## WORK REQUIRED
Please continue the project description on biological timing and population dynamics in the polar marine ecosystem, starting after its last sentence.

## DOCUMENT TEXT
Linking biological timing to population dynamics in the polar marine ecosystem
Helmholtz Centre for Environmental Research (UFZ), Carl von Ossietzky University Oldenburg (UO)
This work package will use mathematical modeling to transfer the results from the physiological and field studies to an ecosystem level. The models will be used to investigate the interplay of endogenous rhythms in polar pelagic invertebrates with population and community dynamics and to predict the consequences of shifting biorhythms for both the krill population and the entire Antarctic pelagic food chain. The Blasius lab (UO) will establish population dynamics models of Antarctic krill and calanoid copepods to model biological timing in these organisms and its functional interaction with the polar environment, characterized by extreme temporal forcing. The models will explore the synchronization of endogenous physiological and behavioral timing systems (i.e., daily and seasonal life-cycle functions) to the external cycles in environmental factors (e.g., photoperiod, seasonal sea ice dynamics) and will infer the consequences for population and community dynamics. The models will be used to study the interaction of various rhythms at different time scales (i.e., diurnal, seasonal and multi-annual climate cycles) and will consider: the community perspective (i.e., the timing of krill with respect to the timing of top predators and phytoplankton food source), the species perspective (i.e., species specific differences between krill and copepods), and the spatial perspective (i.e., latitudinal migration of krill from lower to higher latitudes and associated changes of photoperiod and timing of food sources). Finally, the models will be used to understand and predict the effect of climate induced changes in polar environments and associated mismatch of biological timing for the whole polar pelagic ecosystem at the species and community level.

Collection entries

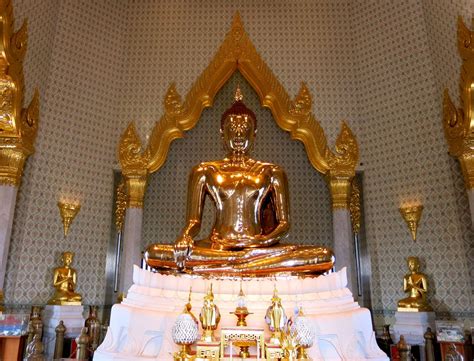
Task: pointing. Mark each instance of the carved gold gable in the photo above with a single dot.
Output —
(294, 116)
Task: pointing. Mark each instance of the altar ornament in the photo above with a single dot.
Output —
(34, 350)
(209, 317)
(93, 328)
(241, 311)
(429, 337)
(275, 318)
(36, 323)
(65, 281)
(59, 343)
(240, 188)
(412, 215)
(82, 341)
(68, 212)
(458, 124)
(416, 284)
(304, 332)
(185, 332)
(404, 350)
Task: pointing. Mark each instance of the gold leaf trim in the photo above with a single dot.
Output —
(18, 126)
(458, 123)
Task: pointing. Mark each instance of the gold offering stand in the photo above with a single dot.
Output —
(242, 337)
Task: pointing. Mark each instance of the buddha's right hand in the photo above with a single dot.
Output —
(182, 250)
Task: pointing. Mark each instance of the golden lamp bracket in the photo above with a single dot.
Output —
(18, 125)
(459, 122)
(68, 212)
(237, 52)
(412, 215)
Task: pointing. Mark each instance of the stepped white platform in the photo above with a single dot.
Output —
(140, 327)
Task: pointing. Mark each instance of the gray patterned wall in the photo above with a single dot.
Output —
(379, 65)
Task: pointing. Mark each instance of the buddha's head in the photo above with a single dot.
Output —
(67, 258)
(238, 127)
(413, 264)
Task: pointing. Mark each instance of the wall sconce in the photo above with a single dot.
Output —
(412, 214)
(68, 211)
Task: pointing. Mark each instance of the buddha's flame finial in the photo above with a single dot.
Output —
(238, 97)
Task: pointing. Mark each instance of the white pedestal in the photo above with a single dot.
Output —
(72, 318)
(412, 325)
(140, 327)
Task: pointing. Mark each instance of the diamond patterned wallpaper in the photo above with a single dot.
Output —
(404, 152)
(379, 65)
(75, 59)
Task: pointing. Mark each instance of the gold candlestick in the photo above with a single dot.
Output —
(412, 215)
(68, 211)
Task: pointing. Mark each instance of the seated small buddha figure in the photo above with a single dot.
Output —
(65, 280)
(252, 214)
(416, 284)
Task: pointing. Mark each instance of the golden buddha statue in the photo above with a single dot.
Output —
(252, 214)
(65, 280)
(416, 284)
(276, 319)
(209, 317)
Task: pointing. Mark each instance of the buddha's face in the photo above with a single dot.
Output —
(238, 134)
(413, 264)
(67, 259)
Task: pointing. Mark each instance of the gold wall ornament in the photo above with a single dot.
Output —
(459, 122)
(354, 207)
(18, 126)
(68, 212)
(412, 215)
(237, 52)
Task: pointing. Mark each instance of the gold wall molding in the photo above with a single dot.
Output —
(237, 52)
(459, 122)
(18, 125)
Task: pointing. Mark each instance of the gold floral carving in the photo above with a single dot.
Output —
(294, 116)
(134, 164)
(120, 205)
(18, 126)
(459, 122)
(354, 207)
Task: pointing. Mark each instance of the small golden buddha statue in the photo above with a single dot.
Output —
(276, 318)
(209, 317)
(416, 284)
(65, 280)
(252, 214)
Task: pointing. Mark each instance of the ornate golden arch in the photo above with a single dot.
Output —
(294, 116)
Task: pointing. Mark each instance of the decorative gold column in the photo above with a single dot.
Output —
(459, 122)
(340, 176)
(134, 164)
(18, 125)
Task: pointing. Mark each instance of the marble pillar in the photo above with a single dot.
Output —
(470, 194)
(131, 249)
(344, 245)
(7, 211)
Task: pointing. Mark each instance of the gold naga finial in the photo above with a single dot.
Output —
(210, 295)
(241, 292)
(238, 97)
(275, 297)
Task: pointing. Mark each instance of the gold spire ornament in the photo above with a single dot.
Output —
(412, 215)
(209, 317)
(68, 212)
(185, 332)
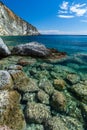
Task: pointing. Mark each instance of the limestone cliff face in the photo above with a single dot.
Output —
(11, 24)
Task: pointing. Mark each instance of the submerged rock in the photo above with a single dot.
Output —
(37, 113)
(14, 67)
(22, 82)
(11, 114)
(73, 78)
(4, 51)
(46, 86)
(43, 97)
(4, 128)
(58, 101)
(55, 123)
(29, 97)
(32, 48)
(80, 91)
(35, 127)
(5, 80)
(72, 123)
(59, 84)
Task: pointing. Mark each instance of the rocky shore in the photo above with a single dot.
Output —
(37, 93)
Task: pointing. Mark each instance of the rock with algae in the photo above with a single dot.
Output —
(37, 112)
(22, 82)
(11, 114)
(5, 80)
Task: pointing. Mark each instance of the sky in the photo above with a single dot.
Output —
(52, 16)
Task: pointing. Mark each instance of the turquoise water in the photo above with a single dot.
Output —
(68, 43)
(74, 46)
(75, 64)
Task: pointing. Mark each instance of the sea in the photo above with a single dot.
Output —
(74, 65)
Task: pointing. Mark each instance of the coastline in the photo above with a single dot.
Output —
(48, 87)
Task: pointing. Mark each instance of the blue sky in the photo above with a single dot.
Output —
(53, 16)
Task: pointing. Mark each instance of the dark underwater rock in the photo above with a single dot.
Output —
(4, 51)
(58, 101)
(5, 80)
(55, 123)
(32, 48)
(37, 112)
(11, 113)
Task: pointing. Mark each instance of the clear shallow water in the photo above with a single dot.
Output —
(68, 43)
(75, 46)
(76, 63)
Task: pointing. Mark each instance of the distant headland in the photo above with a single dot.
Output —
(11, 24)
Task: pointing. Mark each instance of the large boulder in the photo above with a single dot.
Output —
(32, 48)
(4, 51)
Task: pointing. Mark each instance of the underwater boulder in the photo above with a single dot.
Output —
(4, 51)
(31, 49)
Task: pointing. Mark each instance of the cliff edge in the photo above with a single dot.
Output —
(11, 24)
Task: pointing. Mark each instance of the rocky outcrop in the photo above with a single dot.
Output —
(37, 113)
(5, 80)
(32, 48)
(4, 51)
(11, 24)
(11, 114)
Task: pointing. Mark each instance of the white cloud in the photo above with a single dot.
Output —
(64, 5)
(74, 9)
(78, 10)
(63, 11)
(66, 16)
(49, 31)
(84, 21)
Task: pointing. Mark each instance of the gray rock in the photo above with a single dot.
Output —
(80, 91)
(55, 123)
(37, 112)
(4, 51)
(58, 101)
(14, 67)
(35, 127)
(11, 114)
(22, 82)
(46, 86)
(73, 78)
(29, 97)
(59, 84)
(72, 123)
(43, 97)
(32, 48)
(5, 80)
(11, 24)
(84, 111)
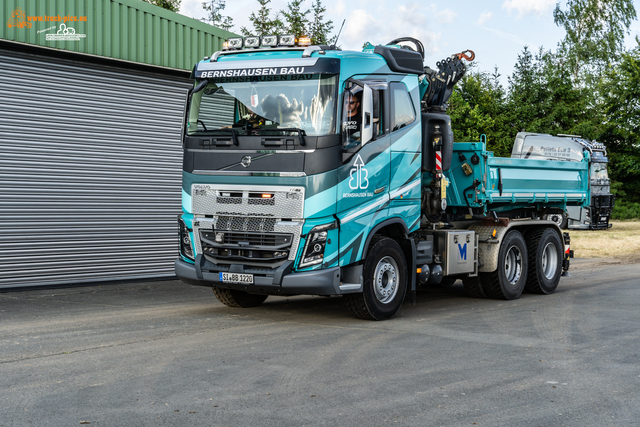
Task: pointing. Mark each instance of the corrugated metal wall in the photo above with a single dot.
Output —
(130, 30)
(90, 171)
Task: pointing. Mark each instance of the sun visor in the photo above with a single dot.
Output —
(267, 67)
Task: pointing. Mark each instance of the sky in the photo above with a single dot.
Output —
(496, 30)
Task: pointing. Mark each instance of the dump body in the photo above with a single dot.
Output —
(570, 148)
(505, 184)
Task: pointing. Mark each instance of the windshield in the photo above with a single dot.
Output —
(599, 171)
(249, 104)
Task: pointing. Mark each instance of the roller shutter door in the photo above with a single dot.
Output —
(90, 171)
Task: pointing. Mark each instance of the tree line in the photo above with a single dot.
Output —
(588, 86)
(295, 19)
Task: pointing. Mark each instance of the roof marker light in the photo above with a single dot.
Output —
(304, 41)
(269, 41)
(252, 41)
(288, 40)
(235, 43)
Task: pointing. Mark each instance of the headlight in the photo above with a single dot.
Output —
(186, 250)
(313, 252)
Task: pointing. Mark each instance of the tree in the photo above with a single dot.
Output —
(262, 23)
(620, 92)
(595, 33)
(525, 103)
(319, 30)
(214, 9)
(295, 20)
(172, 5)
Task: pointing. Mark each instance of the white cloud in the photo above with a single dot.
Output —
(525, 7)
(410, 19)
(506, 36)
(484, 17)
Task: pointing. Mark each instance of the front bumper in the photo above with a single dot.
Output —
(281, 281)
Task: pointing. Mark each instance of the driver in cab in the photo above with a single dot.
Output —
(352, 119)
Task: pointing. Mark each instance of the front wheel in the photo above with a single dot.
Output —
(233, 298)
(385, 282)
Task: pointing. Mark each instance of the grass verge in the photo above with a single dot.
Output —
(621, 241)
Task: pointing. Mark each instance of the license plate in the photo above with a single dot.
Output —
(236, 278)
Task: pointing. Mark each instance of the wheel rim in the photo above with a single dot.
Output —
(513, 265)
(549, 260)
(386, 280)
(557, 218)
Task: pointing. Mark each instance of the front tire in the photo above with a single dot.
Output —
(509, 280)
(545, 261)
(385, 282)
(233, 298)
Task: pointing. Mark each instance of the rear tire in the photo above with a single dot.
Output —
(509, 280)
(545, 261)
(233, 298)
(385, 282)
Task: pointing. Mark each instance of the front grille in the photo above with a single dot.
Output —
(235, 223)
(229, 200)
(230, 246)
(261, 225)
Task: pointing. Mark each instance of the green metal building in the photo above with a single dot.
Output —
(90, 153)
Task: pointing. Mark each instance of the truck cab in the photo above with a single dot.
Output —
(282, 184)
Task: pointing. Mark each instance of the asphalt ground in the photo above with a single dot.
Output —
(168, 354)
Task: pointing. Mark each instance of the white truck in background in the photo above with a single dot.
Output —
(573, 148)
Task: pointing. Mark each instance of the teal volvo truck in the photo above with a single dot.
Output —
(309, 170)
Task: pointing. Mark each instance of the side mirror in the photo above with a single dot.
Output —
(366, 134)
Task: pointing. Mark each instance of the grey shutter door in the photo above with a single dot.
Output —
(90, 171)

## RESPONSE
The Grimm lab (UFZ) will contribute its expertise in the mechanistic modeling of population dynamics. The models will take into account the full life cycle of the organisms, individual variability, local interactions, physiology, and adaptive behavior. Sub-models will be tested and parameterized for a wide range of environmental conditions so that the full individual-based modeling (IBM) can be used to predict responses of the population to unprecedented environmental conditions. Due to the high abundances in marine invertebrates like krill, individuals will be grouped into “super-individuals”, i.e. stage-cohorts of identical individuals. The model will include environmental drivers of individual development and performance, internal and external biorhythms and their interaction, and a sub-model that takes into account food intake and use. This sub-model should be based on an established theory, for example Dynamic Energy Budget Theory or Metabolic Scaling Theory. Data for parameterizing the model will be provided by the empirical groups, as well as various patterns observed in the real system which can be used to inversely determine model structure and parameters (“pattern-oriented modeling”).